----- Information given -----

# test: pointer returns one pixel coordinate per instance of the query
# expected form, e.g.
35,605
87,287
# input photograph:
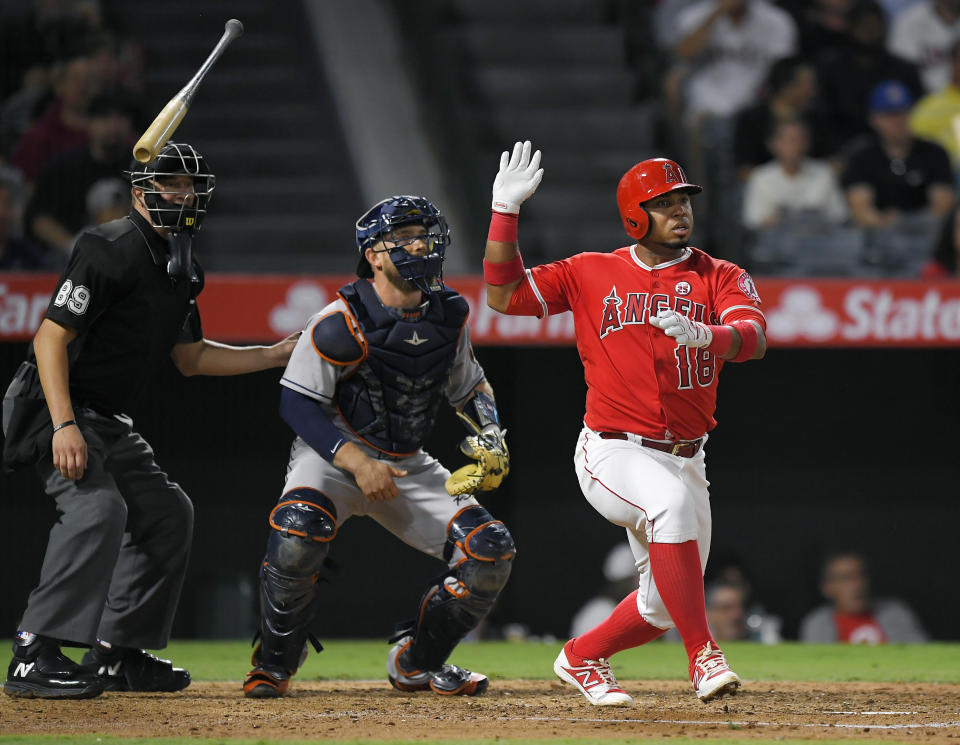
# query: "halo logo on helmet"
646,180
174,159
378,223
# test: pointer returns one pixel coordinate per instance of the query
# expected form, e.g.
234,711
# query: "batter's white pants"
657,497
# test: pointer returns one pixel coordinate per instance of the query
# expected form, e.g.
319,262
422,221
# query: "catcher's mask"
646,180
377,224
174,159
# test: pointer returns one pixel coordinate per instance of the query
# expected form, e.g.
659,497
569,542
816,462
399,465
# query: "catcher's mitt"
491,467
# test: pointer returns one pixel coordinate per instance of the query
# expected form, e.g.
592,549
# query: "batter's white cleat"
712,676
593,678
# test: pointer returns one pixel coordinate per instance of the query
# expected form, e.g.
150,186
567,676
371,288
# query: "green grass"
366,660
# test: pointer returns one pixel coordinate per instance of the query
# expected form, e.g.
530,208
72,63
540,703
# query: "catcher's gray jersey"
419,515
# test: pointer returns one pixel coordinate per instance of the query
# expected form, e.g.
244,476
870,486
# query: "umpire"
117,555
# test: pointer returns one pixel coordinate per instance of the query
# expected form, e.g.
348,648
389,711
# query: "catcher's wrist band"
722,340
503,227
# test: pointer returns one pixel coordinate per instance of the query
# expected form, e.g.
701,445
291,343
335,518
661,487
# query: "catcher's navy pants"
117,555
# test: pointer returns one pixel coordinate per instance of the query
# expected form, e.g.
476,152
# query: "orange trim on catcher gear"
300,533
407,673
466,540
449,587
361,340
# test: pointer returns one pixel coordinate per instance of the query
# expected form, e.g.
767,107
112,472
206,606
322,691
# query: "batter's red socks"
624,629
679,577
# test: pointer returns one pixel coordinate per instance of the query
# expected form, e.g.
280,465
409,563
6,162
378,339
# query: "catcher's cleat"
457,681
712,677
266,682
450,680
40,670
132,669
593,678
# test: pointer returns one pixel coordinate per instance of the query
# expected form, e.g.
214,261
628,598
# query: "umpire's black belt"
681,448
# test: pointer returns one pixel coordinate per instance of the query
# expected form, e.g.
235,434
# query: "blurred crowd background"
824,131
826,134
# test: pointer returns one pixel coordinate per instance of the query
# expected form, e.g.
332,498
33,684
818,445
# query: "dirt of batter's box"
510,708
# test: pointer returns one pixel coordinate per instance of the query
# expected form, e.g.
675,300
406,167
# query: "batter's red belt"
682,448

-----

Work to complete: Each line of the listing above should be retyped exactly, with no pictures.

Response box:
# test: pointer returns one pixel coordinate per instance of the query
# expected form, e.g.
35,605
87,287
# input photograph:
# query: "halo logo on helmet"
646,180
174,159
378,223
# test: pointer returns one pixel coordinate per instance of the query
# expected form, e.g.
234,711
# query: "batter's white pants"
657,497
# test: pointer returns one pixel coordinate per instance of the query
# expected form, e.g.
319,262
422,221
# query: "catcher's mask"
646,180
377,224
174,159
# test: pointer returns one pixel coordinate per instance of the query
# expected form, e.g.
659,497
569,542
816,462
399,465
# query: "catcher's mitt"
491,467
# test: pointer returns one pixel coordinate per instance of the query
# expected form, e.g.
592,549
# query: "batter's white cleat"
712,676
593,678
# test: pointer returns one pixel coordinate per instance of the query
# expected form, e.g.
150,186
567,676
371,288
# query: "green grass"
366,660
# test: pointer returns one pixel coordinate per instance of the query
# expected form, e.g.
530,208
72,63
540,703
# query: "catcher's gray jersey"
419,515
# test: pointer returns one pixel coordinate per instance of the query
# expected form, e.g.
244,476
870,486
# query: "umpire"
117,555
# test: pointer returns one pixel coordinate per instance of the query
# expected form, e.g.
348,648
389,711
# query: "catcher's wrist band"
722,340
503,227
# test: pointer returns one pixel coordinate per instance of the query
# expected form, e.g.
701,445
291,343
335,518
661,487
# query: "catcher's navy pants"
117,555
# test: pointer returns one pixel coordinate per instance of the query
# expected form, e.g.
476,152
# query: "orange trim on catcher gear"
300,533
407,673
466,540
449,587
361,340
# test: pointer returns one pixel coordinate per instance of the query
# expected form, e.g.
767,107
112,472
206,606
322,691
# query: "batter's red socks"
624,629
679,577
# test: pointer returns one pixel coordinate per instance of the query
# expected form, e.g.
280,465
409,563
6,162
378,339
# query: "catcher's cleat"
457,681
712,677
266,682
450,680
40,670
132,669
593,678
# test: pointer returns one pixel coordinate per instance of the query
# expected form, e.g.
214,261
628,598
# query: "umpire's black belt"
681,448
# test: pointer returns one pixel coordinate per instance of the query
# expected form, e.g.
235,434
# query: "blurred crowd background"
824,131
826,134
# test: pointer returns one pixel coordinate per instance of the query
# expected form, e.g.
332,498
33,684
818,445
# query: "dirt of batter's box"
510,708
# test: pointer returns one pixel coordinate per instance of the query
# expected form, e.g.
675,300
406,167
# query: "batter's red belt"
682,448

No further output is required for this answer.